→ Passage for review
[Start of Attachment]
Yale Or Jail? Ivy League School Bans Students From Visiting Local Businesses And Restaurants, Even Outdoors, Due To COVID-19
It costs just shy of $80,000 to attend Yale University — a school once considered one of America’s finest places of higher education — while receiving room and board in New Haven, Connecticut. But, with COVID-19 cases rising again due to the Omicron variant, the Ivy League school recently told students that they will not be allowed to jaunt around New Haven’s numerous bars and dining options — like the world-famous Pepe’s Pizzeria — unless they get the food to go via curbside pick-up. University administrators even told students they cannot visit local businesses during this time either.
On Tuesday, the college’s newspaper Yale Daily News announced that school administrators announced a plethora of new COVID-19 restrictions for students returning for the 2022 spring semester.
“Students can return to campus anytime between Jan. 14 and Feb. 4,” the News stated. “They must quarantine in their residences (except to pick up food and test) until they receive results of an arrival test.”
“Yale instituted a campus-wide quarantine until Feb. 7 or (which may be extended depending on public health conditions),” the student outlet added.
“Students may not visit New Haven businesses or eat at local restaurants (even outdoors) except for curbside pickup,” it warned. “Dining is grab-and-go until public health conditions improve. Yale is currently set to resume in-person classes on Feb. 7 — after two weeks of remote instruction.”
[End of Attachment]
→ Tasks to perform
1) Summarize the article on Yale's COVID-19 restrictions in two sentences.
2) Extend the article about Yale's COVID-19 restrictions, starting after its final sentence.

→ Free-text descriptions of objects
[Start of Attachment]
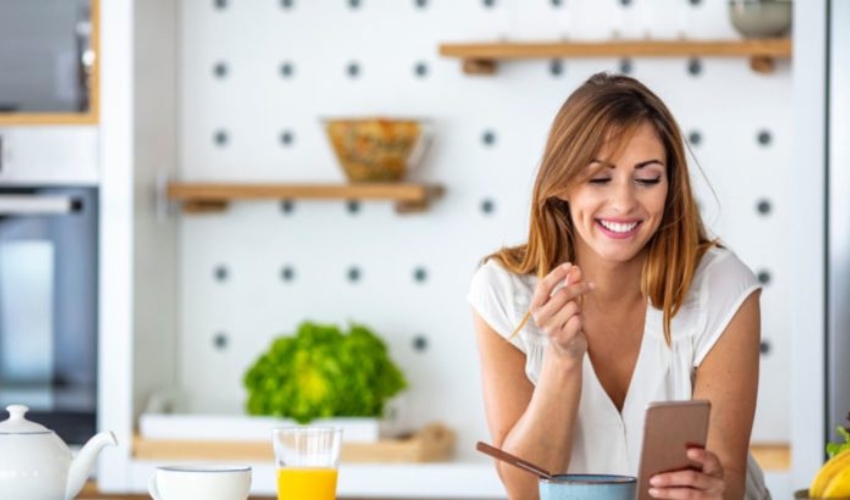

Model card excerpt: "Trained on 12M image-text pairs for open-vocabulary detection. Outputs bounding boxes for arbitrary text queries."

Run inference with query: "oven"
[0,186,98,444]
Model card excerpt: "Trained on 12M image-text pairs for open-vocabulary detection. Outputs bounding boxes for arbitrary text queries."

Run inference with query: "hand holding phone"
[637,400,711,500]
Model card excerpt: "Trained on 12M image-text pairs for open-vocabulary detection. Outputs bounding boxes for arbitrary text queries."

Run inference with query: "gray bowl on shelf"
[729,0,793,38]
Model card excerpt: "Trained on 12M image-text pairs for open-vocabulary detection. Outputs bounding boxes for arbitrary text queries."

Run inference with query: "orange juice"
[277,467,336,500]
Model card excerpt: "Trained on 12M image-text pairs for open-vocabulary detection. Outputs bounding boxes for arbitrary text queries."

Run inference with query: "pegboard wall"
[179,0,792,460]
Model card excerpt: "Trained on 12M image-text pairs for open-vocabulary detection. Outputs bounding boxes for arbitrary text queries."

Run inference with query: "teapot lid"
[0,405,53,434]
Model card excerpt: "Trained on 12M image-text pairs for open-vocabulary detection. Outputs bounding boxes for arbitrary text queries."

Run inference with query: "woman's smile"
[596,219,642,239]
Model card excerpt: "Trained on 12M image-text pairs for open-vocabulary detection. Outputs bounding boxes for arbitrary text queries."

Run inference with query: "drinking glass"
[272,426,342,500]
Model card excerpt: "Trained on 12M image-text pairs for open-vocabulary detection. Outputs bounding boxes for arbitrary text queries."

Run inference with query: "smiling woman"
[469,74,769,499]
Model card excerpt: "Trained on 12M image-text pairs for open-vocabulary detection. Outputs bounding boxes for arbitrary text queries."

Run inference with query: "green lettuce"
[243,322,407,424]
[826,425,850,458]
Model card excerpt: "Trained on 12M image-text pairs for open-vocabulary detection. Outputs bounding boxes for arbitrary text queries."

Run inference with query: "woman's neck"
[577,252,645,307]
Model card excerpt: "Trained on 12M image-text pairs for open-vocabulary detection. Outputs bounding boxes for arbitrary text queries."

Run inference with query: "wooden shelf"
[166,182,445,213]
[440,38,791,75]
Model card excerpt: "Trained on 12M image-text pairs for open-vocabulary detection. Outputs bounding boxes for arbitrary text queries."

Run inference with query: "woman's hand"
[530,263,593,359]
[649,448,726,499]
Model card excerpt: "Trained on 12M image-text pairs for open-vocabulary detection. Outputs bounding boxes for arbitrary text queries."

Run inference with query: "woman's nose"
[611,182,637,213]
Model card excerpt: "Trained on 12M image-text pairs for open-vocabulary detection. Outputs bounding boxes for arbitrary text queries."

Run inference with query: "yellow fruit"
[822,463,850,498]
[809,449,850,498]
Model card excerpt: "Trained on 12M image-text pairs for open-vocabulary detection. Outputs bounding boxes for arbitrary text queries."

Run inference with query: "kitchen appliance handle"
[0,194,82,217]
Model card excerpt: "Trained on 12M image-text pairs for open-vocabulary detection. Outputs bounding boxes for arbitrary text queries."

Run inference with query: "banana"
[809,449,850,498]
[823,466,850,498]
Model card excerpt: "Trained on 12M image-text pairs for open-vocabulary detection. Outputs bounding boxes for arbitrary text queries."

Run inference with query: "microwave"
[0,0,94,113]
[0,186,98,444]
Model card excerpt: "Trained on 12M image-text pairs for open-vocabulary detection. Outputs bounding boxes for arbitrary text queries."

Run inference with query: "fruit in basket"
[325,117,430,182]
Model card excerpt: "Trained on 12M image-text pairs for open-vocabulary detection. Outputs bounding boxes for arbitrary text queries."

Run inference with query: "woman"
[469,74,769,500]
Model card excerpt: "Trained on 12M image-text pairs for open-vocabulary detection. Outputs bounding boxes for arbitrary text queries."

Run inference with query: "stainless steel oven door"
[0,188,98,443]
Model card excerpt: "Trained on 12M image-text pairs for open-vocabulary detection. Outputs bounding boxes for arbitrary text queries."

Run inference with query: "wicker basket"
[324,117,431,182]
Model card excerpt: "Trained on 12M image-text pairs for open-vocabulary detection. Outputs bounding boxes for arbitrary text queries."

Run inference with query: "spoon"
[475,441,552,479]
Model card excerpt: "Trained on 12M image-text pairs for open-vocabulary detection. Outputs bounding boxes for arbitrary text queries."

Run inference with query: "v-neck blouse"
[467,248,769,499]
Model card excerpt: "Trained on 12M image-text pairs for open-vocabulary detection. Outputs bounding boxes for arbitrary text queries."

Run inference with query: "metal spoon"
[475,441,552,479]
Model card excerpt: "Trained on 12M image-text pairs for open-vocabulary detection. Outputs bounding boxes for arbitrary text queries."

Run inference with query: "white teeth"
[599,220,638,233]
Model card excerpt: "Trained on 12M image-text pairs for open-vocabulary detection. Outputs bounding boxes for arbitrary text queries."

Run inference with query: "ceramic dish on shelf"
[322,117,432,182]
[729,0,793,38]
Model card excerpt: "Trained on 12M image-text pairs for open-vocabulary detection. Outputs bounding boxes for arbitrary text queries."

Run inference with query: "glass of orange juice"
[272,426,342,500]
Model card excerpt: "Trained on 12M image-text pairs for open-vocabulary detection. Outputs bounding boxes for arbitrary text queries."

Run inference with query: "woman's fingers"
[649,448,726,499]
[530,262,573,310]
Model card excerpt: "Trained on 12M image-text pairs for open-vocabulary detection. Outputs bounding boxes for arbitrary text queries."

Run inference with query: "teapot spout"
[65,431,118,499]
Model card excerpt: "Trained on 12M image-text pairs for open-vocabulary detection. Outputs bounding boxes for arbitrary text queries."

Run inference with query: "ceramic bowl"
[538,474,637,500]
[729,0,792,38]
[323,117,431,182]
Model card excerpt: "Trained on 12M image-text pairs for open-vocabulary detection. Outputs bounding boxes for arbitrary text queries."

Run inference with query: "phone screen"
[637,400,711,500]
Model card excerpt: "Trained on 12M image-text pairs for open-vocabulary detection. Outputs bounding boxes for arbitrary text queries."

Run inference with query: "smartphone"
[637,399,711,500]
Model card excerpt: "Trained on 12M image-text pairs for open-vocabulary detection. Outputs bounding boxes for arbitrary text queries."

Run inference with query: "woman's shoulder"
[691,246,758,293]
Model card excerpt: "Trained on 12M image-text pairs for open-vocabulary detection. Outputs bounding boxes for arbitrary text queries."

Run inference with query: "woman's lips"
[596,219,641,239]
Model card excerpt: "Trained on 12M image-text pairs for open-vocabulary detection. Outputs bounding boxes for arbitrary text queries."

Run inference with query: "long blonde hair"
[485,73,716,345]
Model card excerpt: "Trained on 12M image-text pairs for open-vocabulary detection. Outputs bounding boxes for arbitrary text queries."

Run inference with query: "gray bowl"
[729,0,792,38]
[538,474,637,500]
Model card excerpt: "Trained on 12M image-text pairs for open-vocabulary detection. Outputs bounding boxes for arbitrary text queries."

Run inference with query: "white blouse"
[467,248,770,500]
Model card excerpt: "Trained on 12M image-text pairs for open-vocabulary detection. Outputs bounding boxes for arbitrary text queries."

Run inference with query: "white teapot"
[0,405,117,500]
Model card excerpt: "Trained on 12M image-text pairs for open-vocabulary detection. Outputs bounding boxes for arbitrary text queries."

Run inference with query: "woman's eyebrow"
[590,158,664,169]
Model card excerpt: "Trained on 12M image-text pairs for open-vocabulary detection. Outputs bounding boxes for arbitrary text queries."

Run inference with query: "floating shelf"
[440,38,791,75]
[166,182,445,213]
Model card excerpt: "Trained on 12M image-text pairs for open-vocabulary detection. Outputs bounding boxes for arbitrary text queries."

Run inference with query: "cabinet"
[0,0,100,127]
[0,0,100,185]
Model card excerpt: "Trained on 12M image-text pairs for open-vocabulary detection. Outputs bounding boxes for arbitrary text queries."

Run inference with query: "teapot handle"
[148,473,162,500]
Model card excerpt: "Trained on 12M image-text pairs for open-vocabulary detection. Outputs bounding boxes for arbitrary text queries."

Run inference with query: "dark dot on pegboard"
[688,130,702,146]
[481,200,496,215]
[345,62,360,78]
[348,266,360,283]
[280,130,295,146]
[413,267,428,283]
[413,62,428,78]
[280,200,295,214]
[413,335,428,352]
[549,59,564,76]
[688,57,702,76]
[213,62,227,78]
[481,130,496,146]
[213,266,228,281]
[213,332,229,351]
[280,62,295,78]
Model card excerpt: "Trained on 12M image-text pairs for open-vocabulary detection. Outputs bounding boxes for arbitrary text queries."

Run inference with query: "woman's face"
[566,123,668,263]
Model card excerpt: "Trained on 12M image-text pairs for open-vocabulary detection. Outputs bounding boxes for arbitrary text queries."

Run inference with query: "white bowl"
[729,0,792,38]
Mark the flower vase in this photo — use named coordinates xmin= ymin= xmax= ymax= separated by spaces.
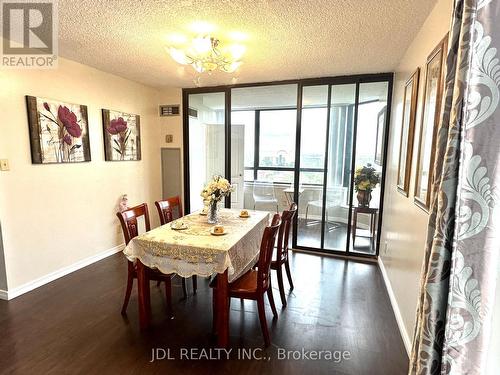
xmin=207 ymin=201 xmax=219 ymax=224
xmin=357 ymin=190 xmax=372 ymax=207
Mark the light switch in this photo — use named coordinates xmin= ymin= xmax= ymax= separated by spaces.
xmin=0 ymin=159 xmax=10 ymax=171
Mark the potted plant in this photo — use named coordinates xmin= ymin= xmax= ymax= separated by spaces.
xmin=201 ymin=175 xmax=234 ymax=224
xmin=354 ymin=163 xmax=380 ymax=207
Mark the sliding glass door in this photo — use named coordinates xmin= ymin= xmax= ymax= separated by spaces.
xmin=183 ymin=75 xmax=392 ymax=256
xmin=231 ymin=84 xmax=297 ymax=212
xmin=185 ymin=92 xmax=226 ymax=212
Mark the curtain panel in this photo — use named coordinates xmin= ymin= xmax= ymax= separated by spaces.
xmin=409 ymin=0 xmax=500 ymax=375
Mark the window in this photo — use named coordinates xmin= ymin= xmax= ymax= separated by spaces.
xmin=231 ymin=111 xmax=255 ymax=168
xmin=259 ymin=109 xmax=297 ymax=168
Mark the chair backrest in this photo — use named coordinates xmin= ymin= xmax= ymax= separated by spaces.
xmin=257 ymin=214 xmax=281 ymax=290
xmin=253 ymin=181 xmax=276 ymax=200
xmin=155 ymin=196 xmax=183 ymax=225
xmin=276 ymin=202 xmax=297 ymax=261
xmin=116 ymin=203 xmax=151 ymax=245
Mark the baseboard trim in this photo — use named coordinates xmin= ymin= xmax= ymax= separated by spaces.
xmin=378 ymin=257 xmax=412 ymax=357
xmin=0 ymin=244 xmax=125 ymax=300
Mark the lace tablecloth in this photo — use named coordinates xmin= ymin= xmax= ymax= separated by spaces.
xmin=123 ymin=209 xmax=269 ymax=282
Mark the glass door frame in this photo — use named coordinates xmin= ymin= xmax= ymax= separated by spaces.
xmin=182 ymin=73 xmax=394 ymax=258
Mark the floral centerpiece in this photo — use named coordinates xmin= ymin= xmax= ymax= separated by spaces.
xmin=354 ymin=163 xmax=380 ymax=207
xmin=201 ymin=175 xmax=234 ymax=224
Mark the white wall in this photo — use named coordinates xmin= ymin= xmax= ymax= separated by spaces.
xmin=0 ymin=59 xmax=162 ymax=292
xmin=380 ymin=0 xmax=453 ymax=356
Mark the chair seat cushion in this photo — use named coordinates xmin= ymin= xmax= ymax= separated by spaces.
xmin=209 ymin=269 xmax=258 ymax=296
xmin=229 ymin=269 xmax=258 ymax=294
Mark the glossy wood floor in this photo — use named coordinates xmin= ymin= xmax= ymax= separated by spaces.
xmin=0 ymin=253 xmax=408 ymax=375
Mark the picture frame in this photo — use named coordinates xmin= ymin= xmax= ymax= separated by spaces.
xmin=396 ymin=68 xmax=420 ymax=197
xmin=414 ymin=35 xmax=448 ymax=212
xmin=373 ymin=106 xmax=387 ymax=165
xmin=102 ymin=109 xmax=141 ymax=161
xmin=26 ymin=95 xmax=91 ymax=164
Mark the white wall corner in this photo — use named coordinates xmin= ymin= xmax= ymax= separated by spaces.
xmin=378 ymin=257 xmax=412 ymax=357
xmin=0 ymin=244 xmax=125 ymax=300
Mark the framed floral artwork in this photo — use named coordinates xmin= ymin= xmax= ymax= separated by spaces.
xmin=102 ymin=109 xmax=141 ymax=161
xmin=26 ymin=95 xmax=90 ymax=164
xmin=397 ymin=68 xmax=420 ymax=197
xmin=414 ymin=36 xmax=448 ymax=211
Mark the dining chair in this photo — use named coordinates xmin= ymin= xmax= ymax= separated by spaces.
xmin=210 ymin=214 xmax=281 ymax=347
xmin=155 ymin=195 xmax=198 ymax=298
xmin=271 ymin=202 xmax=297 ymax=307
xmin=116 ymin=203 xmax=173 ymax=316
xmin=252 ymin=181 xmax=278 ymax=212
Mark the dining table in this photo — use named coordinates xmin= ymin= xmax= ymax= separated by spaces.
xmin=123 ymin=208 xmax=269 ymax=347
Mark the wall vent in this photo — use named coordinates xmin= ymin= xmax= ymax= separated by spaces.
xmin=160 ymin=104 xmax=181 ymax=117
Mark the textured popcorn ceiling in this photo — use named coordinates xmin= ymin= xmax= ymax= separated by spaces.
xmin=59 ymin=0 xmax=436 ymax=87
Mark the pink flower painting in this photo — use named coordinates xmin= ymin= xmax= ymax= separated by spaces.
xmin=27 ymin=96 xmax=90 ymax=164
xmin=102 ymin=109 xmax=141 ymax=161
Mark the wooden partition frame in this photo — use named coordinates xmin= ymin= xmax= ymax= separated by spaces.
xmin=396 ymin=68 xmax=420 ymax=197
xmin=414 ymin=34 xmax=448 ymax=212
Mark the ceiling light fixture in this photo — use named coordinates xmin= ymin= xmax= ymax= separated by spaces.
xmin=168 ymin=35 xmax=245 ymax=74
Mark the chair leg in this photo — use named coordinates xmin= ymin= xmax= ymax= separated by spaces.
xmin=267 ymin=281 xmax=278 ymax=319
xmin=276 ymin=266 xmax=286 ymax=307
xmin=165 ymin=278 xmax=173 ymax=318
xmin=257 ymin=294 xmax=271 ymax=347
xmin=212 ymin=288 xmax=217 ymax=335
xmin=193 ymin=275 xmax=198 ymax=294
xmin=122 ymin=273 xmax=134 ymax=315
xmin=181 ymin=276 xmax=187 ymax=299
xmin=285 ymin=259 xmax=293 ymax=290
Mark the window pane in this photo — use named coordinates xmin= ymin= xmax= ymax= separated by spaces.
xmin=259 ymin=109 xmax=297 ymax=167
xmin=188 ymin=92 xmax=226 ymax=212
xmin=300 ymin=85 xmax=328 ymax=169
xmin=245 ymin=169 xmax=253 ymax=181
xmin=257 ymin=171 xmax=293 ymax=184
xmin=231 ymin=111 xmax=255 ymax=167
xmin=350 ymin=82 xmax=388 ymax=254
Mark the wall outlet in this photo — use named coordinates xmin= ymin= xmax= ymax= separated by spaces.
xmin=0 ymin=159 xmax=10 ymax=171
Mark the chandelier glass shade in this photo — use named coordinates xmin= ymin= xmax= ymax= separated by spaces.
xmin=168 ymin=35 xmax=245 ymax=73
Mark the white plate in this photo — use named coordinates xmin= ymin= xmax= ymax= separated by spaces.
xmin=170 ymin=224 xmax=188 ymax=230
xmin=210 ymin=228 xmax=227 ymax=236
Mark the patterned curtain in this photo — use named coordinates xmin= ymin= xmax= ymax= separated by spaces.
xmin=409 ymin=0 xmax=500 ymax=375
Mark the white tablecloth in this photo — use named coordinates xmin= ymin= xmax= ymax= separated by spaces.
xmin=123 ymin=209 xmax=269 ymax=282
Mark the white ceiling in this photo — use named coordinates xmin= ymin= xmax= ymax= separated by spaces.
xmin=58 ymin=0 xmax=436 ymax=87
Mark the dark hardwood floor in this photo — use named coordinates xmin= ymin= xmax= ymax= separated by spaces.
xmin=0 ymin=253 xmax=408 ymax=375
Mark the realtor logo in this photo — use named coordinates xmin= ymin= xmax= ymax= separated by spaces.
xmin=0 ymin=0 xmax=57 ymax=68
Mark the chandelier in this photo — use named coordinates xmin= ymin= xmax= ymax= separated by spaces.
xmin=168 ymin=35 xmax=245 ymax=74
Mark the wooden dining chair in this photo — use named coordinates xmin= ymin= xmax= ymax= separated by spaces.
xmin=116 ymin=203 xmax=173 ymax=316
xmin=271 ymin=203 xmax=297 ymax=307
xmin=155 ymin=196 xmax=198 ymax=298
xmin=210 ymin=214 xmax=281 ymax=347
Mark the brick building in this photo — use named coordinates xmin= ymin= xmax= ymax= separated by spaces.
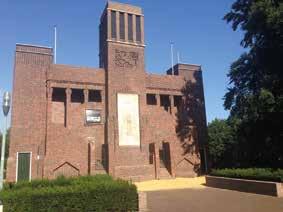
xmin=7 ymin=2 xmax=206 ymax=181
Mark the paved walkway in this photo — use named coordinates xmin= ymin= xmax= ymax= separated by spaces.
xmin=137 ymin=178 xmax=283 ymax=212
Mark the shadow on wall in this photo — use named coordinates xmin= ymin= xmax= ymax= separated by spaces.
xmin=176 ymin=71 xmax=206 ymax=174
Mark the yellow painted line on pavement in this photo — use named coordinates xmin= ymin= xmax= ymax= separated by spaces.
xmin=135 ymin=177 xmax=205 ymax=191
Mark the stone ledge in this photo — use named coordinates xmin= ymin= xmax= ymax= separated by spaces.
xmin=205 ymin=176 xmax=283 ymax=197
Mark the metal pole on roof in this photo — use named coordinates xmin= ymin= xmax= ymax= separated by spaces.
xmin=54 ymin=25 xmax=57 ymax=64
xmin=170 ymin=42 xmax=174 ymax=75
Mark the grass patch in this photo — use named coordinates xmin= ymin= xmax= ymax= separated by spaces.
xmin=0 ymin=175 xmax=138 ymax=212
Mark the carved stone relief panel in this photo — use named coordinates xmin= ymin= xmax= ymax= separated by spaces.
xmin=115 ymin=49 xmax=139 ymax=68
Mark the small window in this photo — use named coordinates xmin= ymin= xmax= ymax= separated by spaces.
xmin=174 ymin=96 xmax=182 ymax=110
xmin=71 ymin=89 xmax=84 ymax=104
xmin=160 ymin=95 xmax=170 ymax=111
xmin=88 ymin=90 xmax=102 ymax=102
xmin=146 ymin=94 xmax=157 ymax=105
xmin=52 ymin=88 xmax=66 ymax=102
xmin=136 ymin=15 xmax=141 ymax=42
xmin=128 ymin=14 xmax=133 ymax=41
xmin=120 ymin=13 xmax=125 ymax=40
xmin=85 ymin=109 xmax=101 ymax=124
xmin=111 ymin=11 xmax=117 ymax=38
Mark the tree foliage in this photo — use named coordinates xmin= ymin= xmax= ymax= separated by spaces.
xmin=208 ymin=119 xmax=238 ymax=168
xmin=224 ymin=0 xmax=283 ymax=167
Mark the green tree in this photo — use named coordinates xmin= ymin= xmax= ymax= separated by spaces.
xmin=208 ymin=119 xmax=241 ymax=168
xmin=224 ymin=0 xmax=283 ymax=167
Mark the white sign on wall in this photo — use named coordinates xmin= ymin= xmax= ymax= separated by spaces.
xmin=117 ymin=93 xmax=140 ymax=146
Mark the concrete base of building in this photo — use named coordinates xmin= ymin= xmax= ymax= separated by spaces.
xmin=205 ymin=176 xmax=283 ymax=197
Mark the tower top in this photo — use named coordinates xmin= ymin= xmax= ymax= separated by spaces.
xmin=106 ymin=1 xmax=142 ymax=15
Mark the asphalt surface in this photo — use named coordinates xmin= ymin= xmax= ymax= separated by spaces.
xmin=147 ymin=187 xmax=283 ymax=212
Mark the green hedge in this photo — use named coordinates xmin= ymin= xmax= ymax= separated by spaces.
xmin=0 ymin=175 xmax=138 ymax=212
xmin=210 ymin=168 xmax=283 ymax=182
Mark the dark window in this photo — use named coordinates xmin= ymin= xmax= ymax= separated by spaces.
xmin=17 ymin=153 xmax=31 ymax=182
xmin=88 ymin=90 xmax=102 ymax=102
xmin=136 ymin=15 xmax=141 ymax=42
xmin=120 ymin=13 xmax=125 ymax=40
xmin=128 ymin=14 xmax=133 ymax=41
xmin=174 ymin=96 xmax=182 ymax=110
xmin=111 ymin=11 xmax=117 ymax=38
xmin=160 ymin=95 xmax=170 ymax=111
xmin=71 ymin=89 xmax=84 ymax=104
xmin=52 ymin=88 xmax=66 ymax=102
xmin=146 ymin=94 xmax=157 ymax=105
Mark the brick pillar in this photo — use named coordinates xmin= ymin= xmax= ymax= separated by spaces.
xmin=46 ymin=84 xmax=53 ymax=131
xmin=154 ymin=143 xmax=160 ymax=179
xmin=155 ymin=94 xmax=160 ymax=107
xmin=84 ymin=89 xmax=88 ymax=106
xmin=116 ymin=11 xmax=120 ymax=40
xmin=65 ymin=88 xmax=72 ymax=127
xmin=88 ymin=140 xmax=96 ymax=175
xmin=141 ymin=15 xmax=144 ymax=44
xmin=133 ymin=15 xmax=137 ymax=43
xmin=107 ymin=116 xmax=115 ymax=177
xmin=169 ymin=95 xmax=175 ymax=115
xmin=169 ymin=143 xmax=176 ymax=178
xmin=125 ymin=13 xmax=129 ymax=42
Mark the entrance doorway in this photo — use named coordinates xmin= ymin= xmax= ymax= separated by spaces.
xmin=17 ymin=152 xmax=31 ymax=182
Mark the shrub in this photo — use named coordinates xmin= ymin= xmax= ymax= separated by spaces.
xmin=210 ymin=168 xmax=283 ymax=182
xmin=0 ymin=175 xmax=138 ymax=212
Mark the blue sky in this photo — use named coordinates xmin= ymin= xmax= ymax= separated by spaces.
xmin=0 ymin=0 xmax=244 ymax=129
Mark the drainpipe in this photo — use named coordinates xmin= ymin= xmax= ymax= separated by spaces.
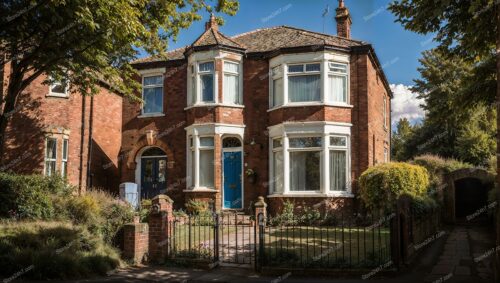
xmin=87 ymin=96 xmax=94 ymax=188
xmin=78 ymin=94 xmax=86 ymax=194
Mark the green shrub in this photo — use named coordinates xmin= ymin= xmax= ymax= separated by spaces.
[End of Attachment]
→ Task-by-task outputs
1) With COVID-19 cases rising again due to the Omicron variant, Yale University told students returning for the 2022 spring semester that they may not visit New Haven businesses or eat at local restaurants, even outdoors, except for curbside pickup. According to the Yale Daily News, students must quarantine in their residences until they receive arrival test results, a campus-wide quarantine runs until Feb. 7, and in-person classes are set to resume that day after two weeks of remote instruction.

2)
The Washington Free Beacon’s Aaron Sibarium noted that the data being used to determine if conditions improve are “cases” not hospitalizations. As Omicron continues to rip through the country, it is possible cases could continue to rise, even if the variant is more similar to the flu — especially for vaccinated individuals.
This off-campus dining ban also applies to students who don’t live in Yale-owned property.
“Even if you live off campus, you are forbidden from frequenting local businesses, including outdoor restaurants,” Siboarium tweeted. “This isn’t just a residence hall rule, it applies to all students. And it can be extended indefinitely if cases are high in New Haven.”
“Cases are the metric here, not hospitalizations,” he added. “So even if there were zero pressure on hospitals, Yale could potentially extend the state of emergency—for students who are triple vaccinated.”
Cases are the metric here, not hospitalizations. So even if there were zero pressure on hospitals, Yale could potentially extend the state of emergency—for students who are triple vaccinated.
— Aaron Sibarium (@aaronsibarium) January 5, 2022
This announcement seems to fly in the face of science and reasoning.
In an opinion column just yesterday, Johns Hopkins’ professor Dr. Marty Makary, M.D., detailed how higher education’s reaction to COVID-19 has largely “derailed two years of students’ education and threaten to upend the upcoming spring semester—have exposed them as nonsensical, anti-scientific and often downright cruel.”
“At these institutions of higher learning and thousands more, science is supposedly held in the highest esteem,” Makary wrote, “So where is the scientific support for masking outdoors? Where is the scientific support for constantly testing fully vaccinated young people? Where is the support for the confinement of asymptomatic, young people who test positive for a virus to which they are already immune on a campus of other immune people?”
“The data simply do not justify any of it,” he added.
For now, we can only hope that school administrators embrace the school’s motto of “Lux et Veritas” and find the “light and truth” regarding proper COVID-19 safety, perhaps protocols that do not essentially place Yale’s 99.7% vaxxed student population in a collegiate prison.